THE TASK
Put the entries below into a numbered list, leaving out any blank lines.

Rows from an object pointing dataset
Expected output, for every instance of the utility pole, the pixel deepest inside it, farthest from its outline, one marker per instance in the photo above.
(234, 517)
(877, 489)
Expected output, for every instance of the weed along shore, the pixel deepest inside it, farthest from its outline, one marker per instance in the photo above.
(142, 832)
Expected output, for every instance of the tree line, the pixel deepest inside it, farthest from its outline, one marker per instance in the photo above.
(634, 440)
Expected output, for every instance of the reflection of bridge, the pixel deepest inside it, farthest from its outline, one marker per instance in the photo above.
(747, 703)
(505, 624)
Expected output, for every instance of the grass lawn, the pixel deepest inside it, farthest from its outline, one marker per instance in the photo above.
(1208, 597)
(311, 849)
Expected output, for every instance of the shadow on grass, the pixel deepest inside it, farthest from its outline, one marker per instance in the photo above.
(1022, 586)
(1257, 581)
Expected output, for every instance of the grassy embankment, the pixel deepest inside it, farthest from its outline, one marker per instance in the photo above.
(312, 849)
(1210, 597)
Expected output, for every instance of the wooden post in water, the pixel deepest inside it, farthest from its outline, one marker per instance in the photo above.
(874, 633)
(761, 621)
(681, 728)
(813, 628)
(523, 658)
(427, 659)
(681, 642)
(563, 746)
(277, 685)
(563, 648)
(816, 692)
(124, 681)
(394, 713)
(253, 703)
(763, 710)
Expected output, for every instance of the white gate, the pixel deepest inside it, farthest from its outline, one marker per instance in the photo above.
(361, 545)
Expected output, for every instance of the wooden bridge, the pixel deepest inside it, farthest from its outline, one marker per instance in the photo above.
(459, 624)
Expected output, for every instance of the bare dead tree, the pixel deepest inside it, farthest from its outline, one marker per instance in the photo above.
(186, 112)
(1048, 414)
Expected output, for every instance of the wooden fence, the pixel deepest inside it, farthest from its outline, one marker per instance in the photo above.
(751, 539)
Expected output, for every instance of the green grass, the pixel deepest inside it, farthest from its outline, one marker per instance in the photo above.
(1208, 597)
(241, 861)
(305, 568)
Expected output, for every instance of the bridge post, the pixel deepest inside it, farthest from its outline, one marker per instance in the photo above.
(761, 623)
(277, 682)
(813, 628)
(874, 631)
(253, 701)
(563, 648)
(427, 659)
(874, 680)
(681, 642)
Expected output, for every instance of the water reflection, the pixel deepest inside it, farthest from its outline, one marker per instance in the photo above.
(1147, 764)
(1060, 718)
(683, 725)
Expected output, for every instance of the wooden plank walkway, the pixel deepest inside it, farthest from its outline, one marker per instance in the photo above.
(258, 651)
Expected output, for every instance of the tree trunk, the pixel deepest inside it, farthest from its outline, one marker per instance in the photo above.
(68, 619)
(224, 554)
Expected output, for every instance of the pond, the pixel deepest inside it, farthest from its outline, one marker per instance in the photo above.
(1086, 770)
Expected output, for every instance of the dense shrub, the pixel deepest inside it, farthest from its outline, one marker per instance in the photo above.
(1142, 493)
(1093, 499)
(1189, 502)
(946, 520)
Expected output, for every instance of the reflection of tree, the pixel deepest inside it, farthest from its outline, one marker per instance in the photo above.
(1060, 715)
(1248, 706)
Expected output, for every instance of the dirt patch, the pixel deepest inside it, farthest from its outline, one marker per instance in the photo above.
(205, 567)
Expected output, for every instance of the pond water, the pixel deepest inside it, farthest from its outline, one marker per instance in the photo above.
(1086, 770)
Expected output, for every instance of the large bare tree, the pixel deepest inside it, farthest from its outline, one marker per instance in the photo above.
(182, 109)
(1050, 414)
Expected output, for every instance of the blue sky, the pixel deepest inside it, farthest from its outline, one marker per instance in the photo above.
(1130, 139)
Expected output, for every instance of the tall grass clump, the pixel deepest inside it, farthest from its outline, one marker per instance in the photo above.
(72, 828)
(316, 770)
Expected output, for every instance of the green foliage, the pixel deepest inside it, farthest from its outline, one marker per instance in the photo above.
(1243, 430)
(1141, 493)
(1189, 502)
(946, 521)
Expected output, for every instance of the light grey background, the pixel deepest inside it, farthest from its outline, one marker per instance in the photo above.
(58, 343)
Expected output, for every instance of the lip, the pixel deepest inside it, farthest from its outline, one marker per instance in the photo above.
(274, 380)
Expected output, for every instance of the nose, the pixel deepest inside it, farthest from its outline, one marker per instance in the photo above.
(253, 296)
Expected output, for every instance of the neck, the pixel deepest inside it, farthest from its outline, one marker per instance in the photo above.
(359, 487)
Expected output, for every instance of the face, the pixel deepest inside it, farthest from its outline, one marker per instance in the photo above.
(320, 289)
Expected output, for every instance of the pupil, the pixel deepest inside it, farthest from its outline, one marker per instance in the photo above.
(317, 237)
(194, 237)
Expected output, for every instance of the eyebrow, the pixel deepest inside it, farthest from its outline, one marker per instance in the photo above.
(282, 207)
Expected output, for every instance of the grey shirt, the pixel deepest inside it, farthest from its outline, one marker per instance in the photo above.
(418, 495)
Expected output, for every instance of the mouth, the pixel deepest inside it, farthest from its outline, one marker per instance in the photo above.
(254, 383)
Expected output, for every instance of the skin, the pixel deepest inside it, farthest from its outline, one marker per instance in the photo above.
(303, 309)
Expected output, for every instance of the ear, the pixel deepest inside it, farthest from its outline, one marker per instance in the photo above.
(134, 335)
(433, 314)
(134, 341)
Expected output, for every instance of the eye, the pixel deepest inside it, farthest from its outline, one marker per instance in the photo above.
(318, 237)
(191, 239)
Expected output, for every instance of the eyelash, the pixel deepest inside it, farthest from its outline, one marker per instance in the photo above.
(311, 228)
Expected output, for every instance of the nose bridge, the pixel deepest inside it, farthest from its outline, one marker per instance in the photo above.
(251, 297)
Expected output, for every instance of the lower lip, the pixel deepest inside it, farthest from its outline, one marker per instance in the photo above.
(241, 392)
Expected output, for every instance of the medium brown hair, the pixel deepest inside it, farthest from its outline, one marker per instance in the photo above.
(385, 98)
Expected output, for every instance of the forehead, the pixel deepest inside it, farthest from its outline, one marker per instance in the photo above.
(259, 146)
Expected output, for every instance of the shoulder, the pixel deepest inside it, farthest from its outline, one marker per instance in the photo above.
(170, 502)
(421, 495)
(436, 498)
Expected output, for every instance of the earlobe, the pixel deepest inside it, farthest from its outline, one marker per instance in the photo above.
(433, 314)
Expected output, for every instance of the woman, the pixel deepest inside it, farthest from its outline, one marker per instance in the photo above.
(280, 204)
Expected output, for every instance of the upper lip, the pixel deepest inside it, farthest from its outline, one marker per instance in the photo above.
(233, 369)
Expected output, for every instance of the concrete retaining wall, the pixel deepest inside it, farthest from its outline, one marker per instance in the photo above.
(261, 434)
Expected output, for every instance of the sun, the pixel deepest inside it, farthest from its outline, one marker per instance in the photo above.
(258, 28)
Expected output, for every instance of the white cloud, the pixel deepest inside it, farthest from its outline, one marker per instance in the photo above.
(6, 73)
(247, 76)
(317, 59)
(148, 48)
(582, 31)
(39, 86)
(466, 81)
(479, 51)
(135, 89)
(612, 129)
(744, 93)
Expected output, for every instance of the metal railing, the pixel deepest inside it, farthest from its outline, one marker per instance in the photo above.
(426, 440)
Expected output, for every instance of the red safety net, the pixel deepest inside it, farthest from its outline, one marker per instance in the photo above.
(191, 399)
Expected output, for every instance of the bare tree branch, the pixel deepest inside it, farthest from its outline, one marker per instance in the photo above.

RESULT OF THE TASK
1. Expected output, for every instance of the utility pole, the pixel deepest inside it, farthest from its outline, one marker per instance in the photo above.
2. (234, 517)
3. (877, 489)
4. Expected output, for every instance of the weed along shore, the pixel deepest inside it, farthest from its outline, one marker per instance in the photo above.
5. (142, 832)
6. Expected output, for every instance of the tree line, the pixel deepest inside it, farthest from its outline, one marker per instance in the photo above.
7. (634, 440)
8. Expected output, for every instance of the reflection of bridge, the pixel deepest inside it, farthest from its outline, one marker per instance in the photo above.
9. (747, 703)
10. (505, 624)
11. Expected output, for every instance of the grass lawn, the pixel deepest inside it, farthest from its outline, one marker per instance in the photo above.
12. (1208, 597)
13. (311, 849)
14. Expected output, for every instance of the shadow on grass, the pixel deepest inside it, farthest from its outline, one marker per instance in the photo above.
15. (1022, 586)
16. (1257, 581)
17. Expected output, for every instance of the grassy embankment, the pixel deepest inside it, farthest from its outline, one marker per instance in the photo above.
18. (312, 849)
19. (1210, 597)
20. Expected output, for every instance of the wooden post in water, the pixel deepest inside it, farthest from its outline, one marker per instance in the photo above.
21. (874, 633)
22. (761, 621)
23. (681, 728)
24. (813, 628)
25. (523, 658)
26. (427, 659)
27. (681, 642)
28. (563, 746)
29. (277, 685)
30. (563, 648)
31. (816, 692)
32. (124, 681)
33. (394, 713)
34. (253, 703)
35. (763, 710)
36. Expected output, for every instance of the white gate, the pixel deepest inside it, farthest from its outline, one marker per instance in the photo above.
37. (361, 545)
38. Expected output, for every instance of the wooden bridge, the pixel deepest inside it, farthest from its outline, one marker per instance in the photo above.
39. (459, 624)
40. Expected output, for every instance of the bare dead tree, the pixel deepest inside it, farthest from its outline, one marker per instance in the photo above.
41. (186, 112)
42. (1048, 414)
43. Expected output, for every instance of the wooden fence, the pixel deepest inside it, farthest from its outline, one marker per instance in the photo above.
44. (751, 539)
45. Expected output, for every instance of the green grass, the pixel deepest inside it, farthest from its outline, one marker per instance in the photo above.
46. (1208, 597)
47. (241, 861)
48. (305, 568)
49. Expected output, for every instance of the bridge post, the pixel deepest inside it, farthest from its outline, one marker per instance in the photo above.
50. (761, 623)
51. (277, 682)
52. (813, 628)
53. (874, 631)
54. (253, 701)
55. (563, 648)
56. (427, 659)
57. (874, 680)
58. (681, 642)
59. Expected output, for every instance of the water reflection, the pixel deepest inside it, farthest from its outline, one marker per instance in the photo above.
60. (1147, 764)
61. (1060, 718)
62. (683, 725)
63. Expected output, for every instance of the wooden plank walkway, the pixel deepest inside it, farthest from its outline, one marker per instance in the photo above.
64. (258, 651)
65. Expected output, for every instance of the tree trunk, the pixel deepest inside it, farthest from its outline, one marker per instance in the photo above.
66. (68, 619)
67. (224, 554)
68. Expected output, for every instance of the pond, the pixel deepest inside it, farthest from its outline, one marker per instance in the photo above.
69. (1086, 770)
70. Expected output, for every instance of the dense shrub, the pixel deepest inside it, farthest from its outline, one marker per instance in the photo above.
71. (1142, 493)
72. (1093, 499)
73. (1189, 502)
74. (946, 520)
75. Expected output, for every instance of the reflection of tree, the pixel deepest inside it, farthest from its outline, one marker per instance in the photo above.
76. (1060, 715)
77. (1248, 706)
78. Expected output, for every instance of the dirt patch, the pixel deepest inside it, farthest from its outline, one marker per instance in the photo above.
79. (205, 567)
80. Expected output, for every instance of the pond water, the pixel deepest inside it, farthest from its outline, one marker per instance in the photo above.
81. (1086, 770)
82. Expected output, for every instance of the large bare tree, the pixel deepest inside it, farthest from its outline, one marker per instance in the photo above.
83. (182, 109)
84. (1050, 414)
85. Expected output, for every instance of the blue sky, the pixel deepest inside it, farthest from its outline, one marker per instance in the photo above.
86. (1130, 139)
87. Expected output, for every instance of the tall grass clump, the pixel deepest inside it, farthest from its outline, one marker per instance in the photo above.
88. (72, 828)
89. (316, 770)
90. Expected output, for every instance of the green foliage, the pixel deepest inside it, farthest from its outline, one marker per instance in the photo above.
91. (1243, 430)
92. (1141, 493)
93. (1189, 502)
94. (946, 521)
95. Expected output, for every instance of the light grey background, the pixel deepest inside it, farthest from its outline, one marker per instance in the photo above.
96. (58, 343)
97. Expected output, for every instance of the lip, the pixel deepest inside it, farthest from its outline, one marker per instance in the photo above.
98. (274, 380)
99. Expected output, for every instance of the nose, the pixel deepest inside it, farthest from its outline, one marker per instance in the photo above.
100. (253, 296)
101. Expected output, for every instance of the neck, the pixel deepest inside it, farthest from its outline, one marker per instance in the photo above.
102. (359, 487)
103. Expected output, for every instance of the face, the pixel deepest inside it, farthest from its outline, one marker per instance in the photo above.
104. (320, 289)
105. Expected output, for every instance of the pupil, the pixel deepest inside it, farthest from its outline, one marker per instance in the photo above.
106. (317, 237)
107. (194, 237)
108. Expected output, for every instance of the eyebrow, the pixel deepest inside it, farthest from its outline, one marker per instance in the photo above.
109. (282, 207)
110. Expected output, for every instance of the grey shirt, the pixel deepest inside it, farthest from its outline, one marker per instance in the photo above.
111. (418, 495)
112. Expected output, for every instance of the mouth, the pixel deepest inside it, farthest from its outline, one marker per instance in the photo above.
113. (254, 383)
114. Expected output, for every instance of the skin, the pixel deepest inside it, farthest from its outline, one marker per instance in the photo above.
115. (303, 309)
116. Expected output, for every instance of the ear, the pixel deepest inside it, farthest from its outline, one marker per instance in the photo above.
117. (134, 335)
118. (433, 314)
119. (134, 341)
120. Expected output, for every instance of the eye, the pixel deepest inside it, farthest from its outline, one marker per instance in the photo above.
121. (318, 237)
122. (191, 239)
123. Expected output, for every instance of the eyelash, the pixel deepest inside it, farthest from its outline, one marker per instance in the photo above.
124. (311, 228)
125. Expected output, for every instance of the nose bridge, the pixel deepest inside it, farthest from its outline, one marker per instance in the photo above.
126. (251, 297)
127. Expected output, for every instance of the lower lip, the pixel deepest inside it, farthest from its outline, one marker per instance in the photo above.
128. (241, 392)
129. Expected output, for every instance of the medium brown hair, the pixel deepest inside it, farthest from its outline, one marker per instance in the photo above.
130. (385, 98)
131. Expected output, for every instance of the forehead, the pixel deepest inside it, farthest from its outline, one marker per instance in the photo above.
132. (259, 146)
133. Expected output, for every instance of the shoulder, the pixel deepest inside it, farthest from its outline, one marker per instance in the photo above.
134. (170, 502)
135. (421, 495)
136. (436, 498)
137. Expected output, for every instance of the earlobe, the pixel deepest inside it, farthest from its outline, one marker per instance in the photo above.
138. (433, 314)
139. Expected output, for every instance of the woman, the pixel deepest inside it, farthest from its outline, one marker per instance in the photo above.
140. (280, 204)
141. Expected output, for every instance of the upper lip, the pixel deepest inside it, farthest from its outline, one marker per instance in the photo above.
142. (233, 369)
143. Expected output, for every instance of the concrete retaining wall, the pixel deepest inside it, farthest from its outline, one marker per instance in the photo above.
144. (261, 434)
145. Expected output, for every instance of the sun, the pixel deepest inside it, farthest from its outline, one marker per instance in the photo above.
146. (258, 28)
147. Expected output, for every instance of the white cloud, the pixel deepest inside it, farthest from its outline, one marker per instance in the photo above.
148. (6, 73)
149. (247, 76)
150. (317, 59)
151. (148, 48)
152. (582, 31)
153. (39, 86)
154. (466, 81)
155. (479, 51)
156. (135, 89)
157. (612, 129)
158. (744, 93)
159. Expected output, for every instance of the metal railing, the pixel deepest inside it, farthest from its outline, one marker per instance in the photo above.
160. (426, 440)
161. Expected output, for every instance of the red safety net, the pixel deepest inside it, farthest from its outline, one marker per instance in the photo above.
162. (191, 399)
163. Expected output, for every instance of the bare tree branch, the pixel deepest inside it, farthest from its outline, one marker per instance in the photo above.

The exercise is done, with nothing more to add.